■ DATASET ENTRIES:

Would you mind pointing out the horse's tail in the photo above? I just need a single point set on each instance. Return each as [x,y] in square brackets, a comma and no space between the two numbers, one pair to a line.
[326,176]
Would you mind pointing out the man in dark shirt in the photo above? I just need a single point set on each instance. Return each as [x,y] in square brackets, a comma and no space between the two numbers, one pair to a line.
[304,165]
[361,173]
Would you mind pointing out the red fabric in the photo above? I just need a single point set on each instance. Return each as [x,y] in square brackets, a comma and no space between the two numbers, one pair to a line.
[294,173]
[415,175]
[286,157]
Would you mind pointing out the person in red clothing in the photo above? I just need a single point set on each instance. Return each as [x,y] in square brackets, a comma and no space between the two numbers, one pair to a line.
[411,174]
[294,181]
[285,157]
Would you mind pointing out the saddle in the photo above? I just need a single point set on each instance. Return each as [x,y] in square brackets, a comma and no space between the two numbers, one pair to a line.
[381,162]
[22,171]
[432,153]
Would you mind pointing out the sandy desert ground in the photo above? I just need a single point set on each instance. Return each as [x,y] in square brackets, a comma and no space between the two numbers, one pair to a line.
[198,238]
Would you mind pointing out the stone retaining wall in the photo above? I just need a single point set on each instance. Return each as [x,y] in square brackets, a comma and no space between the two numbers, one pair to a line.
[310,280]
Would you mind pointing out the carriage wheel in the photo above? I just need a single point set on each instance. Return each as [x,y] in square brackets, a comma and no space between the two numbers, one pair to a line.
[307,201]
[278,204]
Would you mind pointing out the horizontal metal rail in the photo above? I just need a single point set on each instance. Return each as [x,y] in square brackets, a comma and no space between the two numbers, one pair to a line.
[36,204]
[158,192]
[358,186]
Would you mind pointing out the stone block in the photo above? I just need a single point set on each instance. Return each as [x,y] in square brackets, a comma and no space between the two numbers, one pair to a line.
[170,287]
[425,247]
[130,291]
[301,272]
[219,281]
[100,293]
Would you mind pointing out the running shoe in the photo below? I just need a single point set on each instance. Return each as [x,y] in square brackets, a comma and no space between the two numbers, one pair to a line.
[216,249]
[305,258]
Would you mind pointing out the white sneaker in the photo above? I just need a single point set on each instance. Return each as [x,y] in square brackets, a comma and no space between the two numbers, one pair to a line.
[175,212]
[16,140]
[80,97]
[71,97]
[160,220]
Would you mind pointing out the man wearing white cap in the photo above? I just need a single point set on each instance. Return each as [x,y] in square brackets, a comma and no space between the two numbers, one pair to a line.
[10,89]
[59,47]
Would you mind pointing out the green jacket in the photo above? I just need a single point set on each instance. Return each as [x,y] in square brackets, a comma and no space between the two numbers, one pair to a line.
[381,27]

■ GIVEN PROBLEM: Could you copy out, word for word, the part of the entries that opens with the line containing "Would you mind pointing out the running" and runs through the last line of the entries?

■ RIGHT ANSWER:
Would you mind pointing out the running shoe in the photo below? I just need a single point set on each instance. Return each as [x,y] in square brackets, a comma and no space between the two numbers, one pair to a line.
[216,249]
[305,258]
Would you mind pointing out the white sneaker in the photo above? I just need a single point set on each instance. Return each as [x,y] in square brackets, a comma and no space between the two numbers, one pair to a line.
[175,212]
[16,140]
[80,97]
[71,97]
[160,220]
Would you mind pointing out the man wearing white cap in the photo above? I just need a single point set on each instance. Return each as [x,y] in square brackets, a comma and no space between the two numbers, one pair to a line.
[10,89]
[59,47]
Would you mind pointing out the green jacket in the photo above? I just need a single point set on each instance. Return each as [x,y] in square brackets, a comma and no space between the two numbers, one pair to a line.
[381,27]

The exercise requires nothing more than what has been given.